● DIRECTIONS FOR THIS TASK
Count the lines of the data below that contain the string "above", treating uppercase and lowercase letters as distinct, and give only the number.

● RECORDS FOR THE EXERCISE
>>>>
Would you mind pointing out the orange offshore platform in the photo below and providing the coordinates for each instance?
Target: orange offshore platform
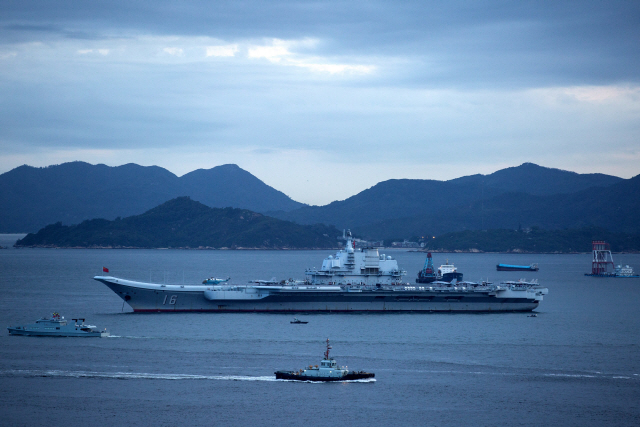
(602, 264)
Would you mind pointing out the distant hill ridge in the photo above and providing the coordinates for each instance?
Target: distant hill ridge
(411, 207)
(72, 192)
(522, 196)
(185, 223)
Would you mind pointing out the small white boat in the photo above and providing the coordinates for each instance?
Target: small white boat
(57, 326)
<<<<
>>>>
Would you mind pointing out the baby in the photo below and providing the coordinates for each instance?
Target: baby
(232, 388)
<<<<
● REPLY TO THE TASK
2